Could you write out the listing below in full, reproducing every line unchanged?

* Start *

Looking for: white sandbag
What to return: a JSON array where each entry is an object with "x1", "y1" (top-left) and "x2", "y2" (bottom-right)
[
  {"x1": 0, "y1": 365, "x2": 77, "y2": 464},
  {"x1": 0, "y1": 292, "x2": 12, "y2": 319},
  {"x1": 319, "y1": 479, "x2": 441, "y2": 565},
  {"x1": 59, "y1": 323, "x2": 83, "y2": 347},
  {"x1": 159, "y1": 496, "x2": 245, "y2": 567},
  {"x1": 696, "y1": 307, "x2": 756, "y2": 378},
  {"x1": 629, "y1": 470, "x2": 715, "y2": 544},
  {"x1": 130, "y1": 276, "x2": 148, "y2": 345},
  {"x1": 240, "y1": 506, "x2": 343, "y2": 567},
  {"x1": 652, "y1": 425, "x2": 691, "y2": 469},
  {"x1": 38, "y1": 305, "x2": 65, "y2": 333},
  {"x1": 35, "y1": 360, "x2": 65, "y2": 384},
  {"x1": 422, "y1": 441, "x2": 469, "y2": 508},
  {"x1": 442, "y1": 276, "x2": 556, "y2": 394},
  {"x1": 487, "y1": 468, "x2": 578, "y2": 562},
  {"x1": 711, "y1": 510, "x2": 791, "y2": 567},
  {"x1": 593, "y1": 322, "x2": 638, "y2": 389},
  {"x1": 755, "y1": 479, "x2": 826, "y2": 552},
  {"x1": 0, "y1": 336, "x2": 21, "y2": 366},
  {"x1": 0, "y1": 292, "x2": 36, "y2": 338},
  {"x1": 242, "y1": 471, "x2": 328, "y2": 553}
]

* End *

> _The reply_
Looking for: white sandbag
What to return: a JSON array where each entry is an object with "x1", "y1" (top-left) and "x2", "y2" (bottom-right)
[
  {"x1": 0, "y1": 365, "x2": 77, "y2": 464},
  {"x1": 0, "y1": 292, "x2": 12, "y2": 319},
  {"x1": 319, "y1": 479, "x2": 441, "y2": 565},
  {"x1": 59, "y1": 323, "x2": 83, "y2": 347},
  {"x1": 159, "y1": 496, "x2": 245, "y2": 567},
  {"x1": 696, "y1": 307, "x2": 756, "y2": 378},
  {"x1": 629, "y1": 470, "x2": 715, "y2": 544},
  {"x1": 130, "y1": 276, "x2": 148, "y2": 345},
  {"x1": 240, "y1": 506, "x2": 343, "y2": 567},
  {"x1": 652, "y1": 425, "x2": 691, "y2": 469},
  {"x1": 38, "y1": 305, "x2": 65, "y2": 333},
  {"x1": 35, "y1": 360, "x2": 65, "y2": 384},
  {"x1": 422, "y1": 441, "x2": 469, "y2": 508},
  {"x1": 442, "y1": 276, "x2": 556, "y2": 394},
  {"x1": 487, "y1": 468, "x2": 578, "y2": 562},
  {"x1": 711, "y1": 510, "x2": 791, "y2": 567},
  {"x1": 593, "y1": 322, "x2": 638, "y2": 389},
  {"x1": 755, "y1": 479, "x2": 826, "y2": 552},
  {"x1": 0, "y1": 336, "x2": 21, "y2": 366},
  {"x1": 0, "y1": 292, "x2": 36, "y2": 338},
  {"x1": 242, "y1": 471, "x2": 328, "y2": 553}
]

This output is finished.